> _Try it_
In the modelux experiment documentation, what is the default suggestedSpendCapUsd relative to the cost estimate?

> _Study text_

All experiment operations are exposed as MCP tools — create_experiment, get_experiment, list_experiments, get_experiment_results, get_experiment_similarity_histogram, cancel_experiment, promote_experiment, estimate_experiment. With your IDE pointed at the modelux MCP server, you can ask in natural language:

Simulate switching production to gpt-4o-mini for the last 7 days, with responses, and tell me if the similarity drop is acceptable.

See the MCP setup guide to wire it up.

What the cost estimate gets wrong

The estimator multiplies the baseline’s average input + output token counts by the candidate’s per-token price. That’s wrong when the candidate is systematically more or less verbose than the baseline:

  • A baseline that answers “ok” in 5 tokens, vs. a candidate that answers “Of course! How can I help you today?” in 30 tokens, will under-estimate by ~6×.
  • The opposite — a verbose baseline being replaced by a terser candidate — over-estimates.

The per-sim spend cap exists exactly for this case. Pick a cap with headroom (the suggestedSpendCapUsd is 2× the estimate by default), and the engine will stop at your cap rather than blow past the estimate.

Run a judge eval on the results

Similarity tells you how often the candidate diverged from the baseline. The next question is was the divergence acceptable? — i.e. when the candidate produced a different answer, was it actually worse, or just stylistically different? A judge eval runs a stratified sample of your with-responses pairs through a third LLM (the “judge”) that labels each pair better / equivalent / worse against a rubric you supply.

Judge runs are explicit. They cost real money on top of the with- responses sim itself, so we never start one automatically.

Preflight

curl -X POST https://api.modelux.ai/manage/v1/experiments/$SIM_ID/judge/preflight \
  -H "Authorization: Bearer $MODELUX_MGMT_KEY" \
  -H "Content-Type: application/json" \
  -d '{
    "judgeModel": "gpt-4o",
    "stratification": { "high": 100, "mild": 100, "major": 100 }
  }'

Returns the effective per-bucket count (after redistribution if any bucket is short on pairs), the dollar estimate, and a suggested cap:

{
  "data": {
    "effectivePairCount": 300,
    "effectiveByBucket": { "high": 100, "mild": 100, "major": 100 },
    "estimatedCostUsd": 2.10,
    "perCallEstimateUsd": 0.007,
    "spendCapUsd": 20,
    "suggestedSpendCapUsd": 4.20,
    "requiresConfirmation": false,
    "notes": [],
    "rubric": "Is the candidate response at least as correct, helpful, and complete as the baseline response for this prompt? Consider correctness first, then helpfulness, then completeness.",
    "rubricHash": "a1b2c3..."

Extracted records
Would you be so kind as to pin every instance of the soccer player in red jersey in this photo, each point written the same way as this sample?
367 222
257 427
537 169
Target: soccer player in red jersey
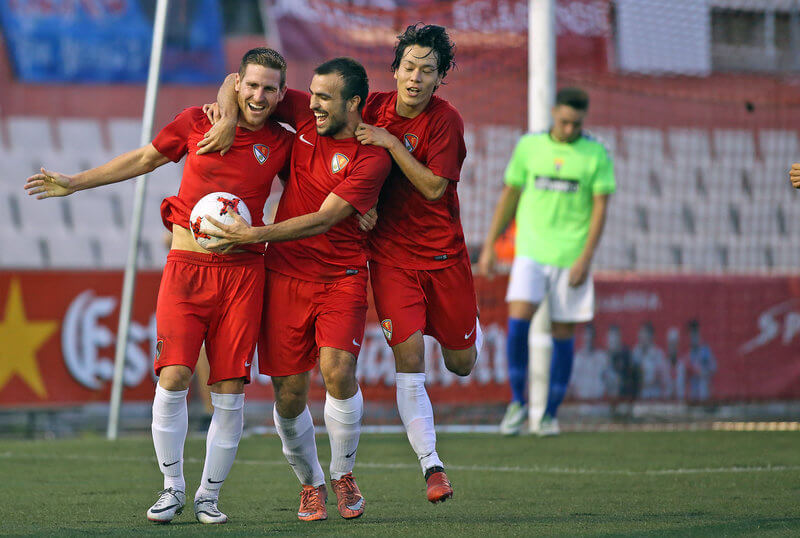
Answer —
420 269
204 295
315 300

> _Your solution_
It is 2× the estimate.